SET PROBLEM A: Convert the stretch of the listing below, from the line containing "For the benchmark, mark every instance of the overcast" through the last line of the listing, into a JSON list of strings with one string per line and blank lines omitted.

QUOTED TEXT:
----

= Bobby Rich =

American radio executive

Bobby R. Rich is a radio broadcaster, programmer and manager best known for his role as Program Director and Morning Show Host on KFMB-FM San Diego "B-100" (1975–79 and 1984–89) and KMXZ-FM Tucson, Arizona "MIX fm" (1993–2017).

He began his radio career at age 14 in Ephrata, Washington as a DJ. While attending Eastern Washington University in Cheney, Washington he worked as a radio DJ in Spokane, Washington. His first Program Director position was at KSTT Davenport, Iowa. In the 70s, he was also morning host at WMYQ Miami "The Q"; Asst. program director/afternoon DJ at WAVZ New Haven, Connecticut "The New Waves"; DJ at KHJ Los Angeles "93 KHJ".

In the 80s, he was Program Director of WXLO New York City "99X"; KHTZ Los Angeles "K-HITS 97"; and WWSH Philadelphia "FM 106". He was a DJ on KFI Los Angeles and Director of Programming Consultation at Drake-Chenault in Canoga Park, California. In 1985 he returned to KFMB-FM where he developed the "Hot AC" format by melding top hits from the Adult Contemporary and the CHR/Top 40 music charts. He created a San Diego version of a "Zoo" show as "The Rich Brothers B Morning Zoo."

In the 90s, Rich was VP/General Manager and morning show host for KMGI/KIXI Seattle "I-107.7" before moving to Tucson in 1992. In 2011, he created BobbysB-100.com, an Internet Radio Station saluting the legendary B-100 in San Diego.

----

SET PROBLEM B: Write the next part of the Bobby Rich article, picking up right after its final sentence.

----

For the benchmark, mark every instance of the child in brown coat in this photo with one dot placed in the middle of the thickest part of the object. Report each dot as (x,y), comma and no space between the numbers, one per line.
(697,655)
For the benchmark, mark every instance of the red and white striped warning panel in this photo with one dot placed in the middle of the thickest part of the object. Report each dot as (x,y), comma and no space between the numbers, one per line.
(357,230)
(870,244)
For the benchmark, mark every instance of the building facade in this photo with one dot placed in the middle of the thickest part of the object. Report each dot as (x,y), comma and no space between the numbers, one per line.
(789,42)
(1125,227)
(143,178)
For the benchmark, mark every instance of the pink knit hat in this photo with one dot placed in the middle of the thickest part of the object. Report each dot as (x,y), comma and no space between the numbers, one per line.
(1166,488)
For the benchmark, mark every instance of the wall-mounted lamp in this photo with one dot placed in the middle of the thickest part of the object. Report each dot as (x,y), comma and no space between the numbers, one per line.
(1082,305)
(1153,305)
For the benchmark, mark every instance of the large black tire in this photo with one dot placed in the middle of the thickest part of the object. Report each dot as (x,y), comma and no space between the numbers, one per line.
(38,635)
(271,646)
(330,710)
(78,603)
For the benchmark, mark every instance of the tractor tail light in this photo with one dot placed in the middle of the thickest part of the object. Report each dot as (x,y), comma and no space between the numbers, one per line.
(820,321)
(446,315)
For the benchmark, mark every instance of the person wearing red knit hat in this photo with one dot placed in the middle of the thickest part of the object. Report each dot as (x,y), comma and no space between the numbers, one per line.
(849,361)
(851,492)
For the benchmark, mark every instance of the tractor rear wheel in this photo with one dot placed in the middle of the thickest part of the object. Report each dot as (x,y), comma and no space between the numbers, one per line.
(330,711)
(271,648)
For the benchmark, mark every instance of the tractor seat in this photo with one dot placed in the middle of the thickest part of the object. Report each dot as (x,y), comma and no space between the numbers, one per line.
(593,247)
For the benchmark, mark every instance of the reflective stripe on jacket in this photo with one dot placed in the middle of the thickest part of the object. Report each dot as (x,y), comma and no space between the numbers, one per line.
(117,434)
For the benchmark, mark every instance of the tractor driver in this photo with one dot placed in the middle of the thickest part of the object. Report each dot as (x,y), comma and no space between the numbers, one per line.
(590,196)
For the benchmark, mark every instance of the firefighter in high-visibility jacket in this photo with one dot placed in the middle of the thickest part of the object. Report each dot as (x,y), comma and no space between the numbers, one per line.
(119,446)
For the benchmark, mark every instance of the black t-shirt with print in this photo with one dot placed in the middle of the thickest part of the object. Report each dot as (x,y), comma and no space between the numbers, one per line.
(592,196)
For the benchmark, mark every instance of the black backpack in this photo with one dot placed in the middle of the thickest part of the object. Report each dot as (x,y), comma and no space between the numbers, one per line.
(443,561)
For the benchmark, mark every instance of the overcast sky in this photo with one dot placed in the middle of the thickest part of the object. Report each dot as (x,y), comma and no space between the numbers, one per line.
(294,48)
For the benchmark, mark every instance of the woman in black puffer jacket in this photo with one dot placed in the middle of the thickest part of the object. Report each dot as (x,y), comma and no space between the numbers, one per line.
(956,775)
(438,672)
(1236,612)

----

RESPONSE A:
[
  "For the benchmark, mark every instance of the overcast sky in this photo with one dot placed in the middle of the thickest part of the object. Report each dot as (x,y), comma and no space between the numbers, one per line.",
  "(294,48)",
  "For the benchmark, mark every instance of the woman in black puffer jacket in this photo with one dot placed in the middle of the thickest part of the object. Report each dot as (x,y), comma and no space between the numbers, one per line.",
  "(956,775)",
  "(438,672)",
  "(1236,612)"
]

RESPONSE B:
On February 1, 2017, Rich was released by KMXZ after he made unknown comments during his program that station management saw as offensive but didn't specify, for which Rich apologized on his Facebook page.

Bobby is also heard mornings on 105.3 KHJJ-LP in Albany, Oregon.

In January, 2021, Rich, along with Fletcher McCusker and Jim Arnold launched KDRI (101.7 FM and 830 AM) with a wide music selection, focused on listeners from 45 to 64.

==Awards==
Rich, inducted into Arizona Broadcasters Hall of Fame 2013, is a multiple winner of Billboard Magazine's, The Gavin Report's and Radio&Records' "Program Director of the Year" and "Personality of the Year" on seven occasions. Radio & Records Industry Achievement Awards twice nominated KMXZ as Station of the Year and named him Adult Contemporary Program Director of the Year in 2007.

Tucson Lifestyle and Tucson Weekly honored him and his station as "Best of Tucson," "Best Morning Show," and "2014 Best Radio Personality." Bobby was awarded the "Golden Mic" for community service by Tucson's Advertising Federation. Greater Tucson Leadership presented him their Community Leadership Award.

On November 8, 2013 Tucson Mayor, Jonathan Rothschild proclaimed "Bobby Rich Day"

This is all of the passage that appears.